### Working data
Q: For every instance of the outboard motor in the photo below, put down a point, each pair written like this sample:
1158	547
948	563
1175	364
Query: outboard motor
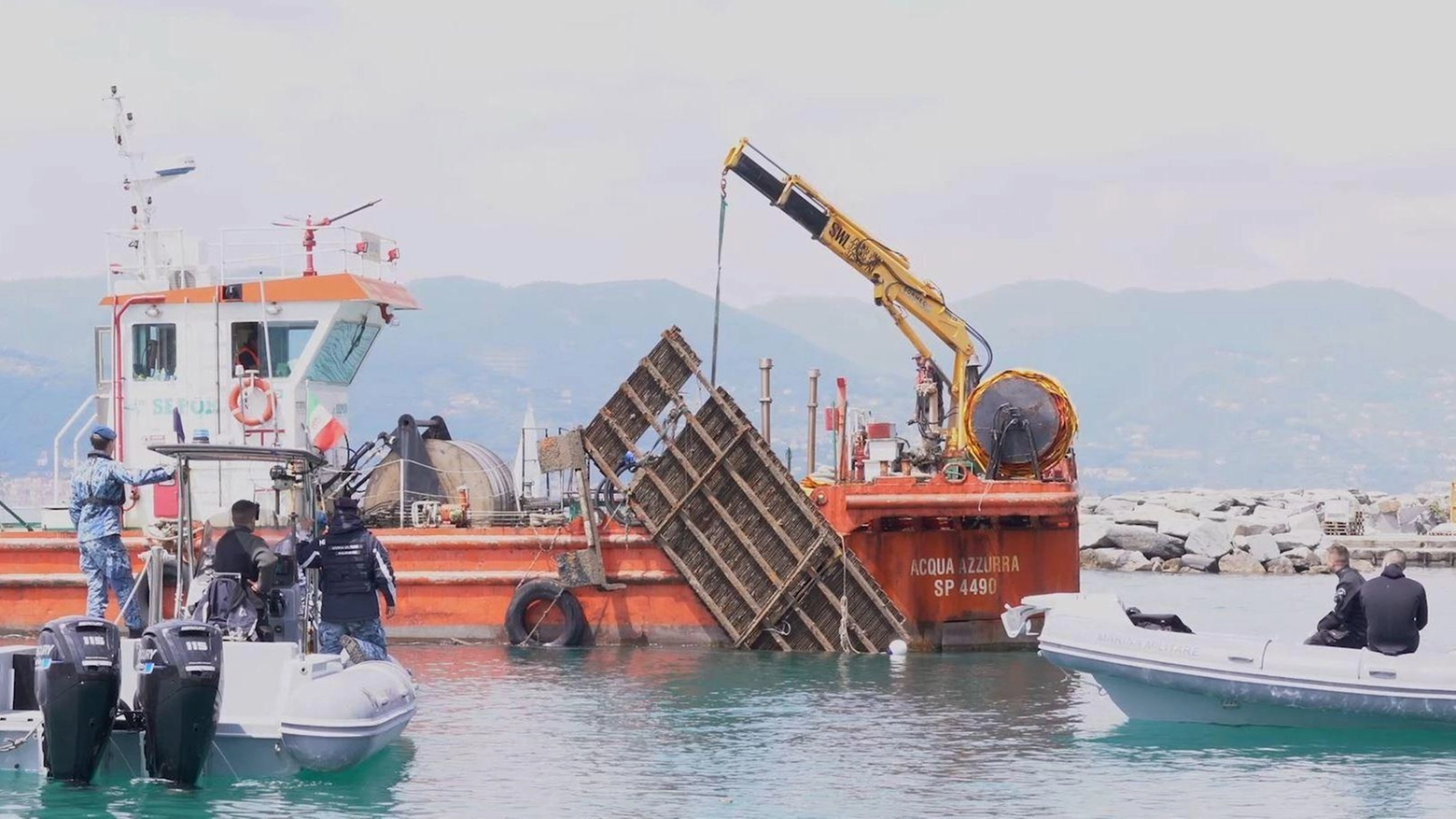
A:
77	683
179	666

### The problem
Copy the lines above word for word, but leave out the picture.

### Exercise answer
Q: For every instance of the outboard motor in the photo below, put down a point, each pair written like this sample:
1158	547
948	563
1175	364
Query: outboard motor
A:
77	683
179	666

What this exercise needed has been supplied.